[Raw data]
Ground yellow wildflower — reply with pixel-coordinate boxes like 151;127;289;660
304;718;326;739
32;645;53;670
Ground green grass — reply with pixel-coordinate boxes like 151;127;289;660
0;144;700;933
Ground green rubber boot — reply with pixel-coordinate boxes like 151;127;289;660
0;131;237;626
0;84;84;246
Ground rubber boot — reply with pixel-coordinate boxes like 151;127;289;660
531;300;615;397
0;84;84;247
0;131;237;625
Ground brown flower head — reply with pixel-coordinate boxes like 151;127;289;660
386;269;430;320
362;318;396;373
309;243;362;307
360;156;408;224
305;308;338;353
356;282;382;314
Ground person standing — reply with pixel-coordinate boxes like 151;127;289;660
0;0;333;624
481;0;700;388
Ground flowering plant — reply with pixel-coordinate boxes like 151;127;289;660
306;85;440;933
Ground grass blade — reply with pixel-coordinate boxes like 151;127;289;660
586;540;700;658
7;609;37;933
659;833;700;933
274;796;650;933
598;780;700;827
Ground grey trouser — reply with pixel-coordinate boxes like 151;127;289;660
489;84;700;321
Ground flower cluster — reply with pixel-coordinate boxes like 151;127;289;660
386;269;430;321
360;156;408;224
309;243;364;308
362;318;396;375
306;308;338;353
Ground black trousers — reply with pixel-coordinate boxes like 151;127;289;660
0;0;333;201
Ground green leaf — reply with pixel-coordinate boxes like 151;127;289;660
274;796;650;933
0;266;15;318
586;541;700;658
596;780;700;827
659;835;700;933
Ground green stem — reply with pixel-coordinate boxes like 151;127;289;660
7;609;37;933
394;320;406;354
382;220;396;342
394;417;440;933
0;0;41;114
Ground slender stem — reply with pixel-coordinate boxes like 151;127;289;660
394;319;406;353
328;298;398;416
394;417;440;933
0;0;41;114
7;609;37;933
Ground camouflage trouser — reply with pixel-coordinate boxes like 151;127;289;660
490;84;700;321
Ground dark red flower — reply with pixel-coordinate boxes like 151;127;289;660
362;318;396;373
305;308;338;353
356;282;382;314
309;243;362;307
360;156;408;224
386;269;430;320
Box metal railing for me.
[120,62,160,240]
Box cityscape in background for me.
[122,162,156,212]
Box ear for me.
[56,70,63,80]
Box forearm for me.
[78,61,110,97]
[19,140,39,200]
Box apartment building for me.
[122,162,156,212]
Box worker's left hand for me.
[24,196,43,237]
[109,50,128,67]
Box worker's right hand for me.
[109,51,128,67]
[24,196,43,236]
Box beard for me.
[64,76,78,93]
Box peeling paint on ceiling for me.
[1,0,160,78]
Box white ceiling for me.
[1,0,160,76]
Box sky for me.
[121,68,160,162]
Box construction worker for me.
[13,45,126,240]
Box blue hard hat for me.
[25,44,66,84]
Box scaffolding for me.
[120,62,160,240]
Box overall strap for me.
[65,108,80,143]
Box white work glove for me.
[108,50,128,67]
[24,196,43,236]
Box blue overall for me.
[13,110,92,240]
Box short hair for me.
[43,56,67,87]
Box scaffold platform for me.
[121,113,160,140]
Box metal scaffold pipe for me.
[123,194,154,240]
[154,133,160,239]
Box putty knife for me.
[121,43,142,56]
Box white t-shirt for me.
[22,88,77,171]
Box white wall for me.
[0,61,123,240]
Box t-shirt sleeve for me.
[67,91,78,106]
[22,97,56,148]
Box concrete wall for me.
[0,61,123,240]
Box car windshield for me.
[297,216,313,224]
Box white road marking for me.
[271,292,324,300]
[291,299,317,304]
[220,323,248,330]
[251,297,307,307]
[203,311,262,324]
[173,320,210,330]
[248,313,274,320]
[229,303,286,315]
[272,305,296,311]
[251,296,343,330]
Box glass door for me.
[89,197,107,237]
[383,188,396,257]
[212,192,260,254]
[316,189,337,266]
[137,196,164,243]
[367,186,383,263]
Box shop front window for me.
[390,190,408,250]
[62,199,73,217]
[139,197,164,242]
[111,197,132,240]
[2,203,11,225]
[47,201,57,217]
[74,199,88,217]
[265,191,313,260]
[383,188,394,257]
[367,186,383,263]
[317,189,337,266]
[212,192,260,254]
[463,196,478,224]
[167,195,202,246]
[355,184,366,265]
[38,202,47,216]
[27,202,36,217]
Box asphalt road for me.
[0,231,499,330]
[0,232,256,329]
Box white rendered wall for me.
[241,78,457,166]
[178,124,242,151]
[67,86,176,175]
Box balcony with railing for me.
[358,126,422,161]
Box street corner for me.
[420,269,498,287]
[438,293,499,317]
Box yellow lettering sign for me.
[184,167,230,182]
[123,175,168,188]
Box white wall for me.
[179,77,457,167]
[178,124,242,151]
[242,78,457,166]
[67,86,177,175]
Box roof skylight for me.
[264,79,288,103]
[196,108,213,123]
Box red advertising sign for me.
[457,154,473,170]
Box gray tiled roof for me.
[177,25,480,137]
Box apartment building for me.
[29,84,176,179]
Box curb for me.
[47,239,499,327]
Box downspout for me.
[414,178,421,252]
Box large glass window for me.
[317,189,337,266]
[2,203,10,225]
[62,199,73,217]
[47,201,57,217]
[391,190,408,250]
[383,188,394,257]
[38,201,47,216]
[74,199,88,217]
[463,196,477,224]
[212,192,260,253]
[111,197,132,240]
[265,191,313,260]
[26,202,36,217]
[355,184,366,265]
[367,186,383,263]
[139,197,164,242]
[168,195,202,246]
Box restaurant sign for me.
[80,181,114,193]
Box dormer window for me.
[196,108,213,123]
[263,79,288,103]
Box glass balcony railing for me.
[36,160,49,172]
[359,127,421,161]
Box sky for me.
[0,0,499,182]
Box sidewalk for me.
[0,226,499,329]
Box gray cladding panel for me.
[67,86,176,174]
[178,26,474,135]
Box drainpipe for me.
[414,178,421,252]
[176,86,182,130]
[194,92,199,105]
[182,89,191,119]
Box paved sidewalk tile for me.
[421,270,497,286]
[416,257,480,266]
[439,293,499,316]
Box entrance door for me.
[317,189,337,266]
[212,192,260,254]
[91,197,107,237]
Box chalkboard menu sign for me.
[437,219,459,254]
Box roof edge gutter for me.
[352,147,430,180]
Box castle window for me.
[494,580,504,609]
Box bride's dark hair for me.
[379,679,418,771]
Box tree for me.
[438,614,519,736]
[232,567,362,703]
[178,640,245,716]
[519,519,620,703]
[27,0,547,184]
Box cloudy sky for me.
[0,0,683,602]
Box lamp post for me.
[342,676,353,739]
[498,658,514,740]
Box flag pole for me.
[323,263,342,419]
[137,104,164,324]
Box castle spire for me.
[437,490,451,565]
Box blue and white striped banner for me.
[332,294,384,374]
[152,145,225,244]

[Exercise brief] Reproduce the lines from the one containing "Box drainpipe for me." through the end of the lines, replacing "lamp post" with "street lamp" and changing nothing else.

[Answer to this task]
Box drainpipe for me.
[414,178,421,252]
[176,86,182,130]
[194,92,199,105]
[182,89,191,119]
Box paved sidewalk tile for me.
[421,270,497,286]
[416,257,480,266]
[439,293,499,316]
Box entrance door for me.
[317,189,337,266]
[212,192,260,254]
[91,197,107,237]
Box chalkboard menu sign for me.
[437,219,459,254]
Box roof edge gutter for me.
[352,147,430,180]
Box castle window for me.
[494,580,504,609]
Box bride's dark hair for me.
[379,679,418,771]
Box tree for me.
[438,614,519,736]
[232,567,362,703]
[178,640,245,716]
[519,519,620,703]
[27,0,547,184]
Box cloudy sky for me.
[0,0,683,602]
Box street lamp for me.
[342,676,353,739]
[498,658,514,740]
Box flag pole for me.
[323,263,342,419]
[137,104,164,324]
Box castle spire for me.
[437,490,451,565]
Box blue and white striped banner for me.
[332,294,384,374]
[152,145,225,244]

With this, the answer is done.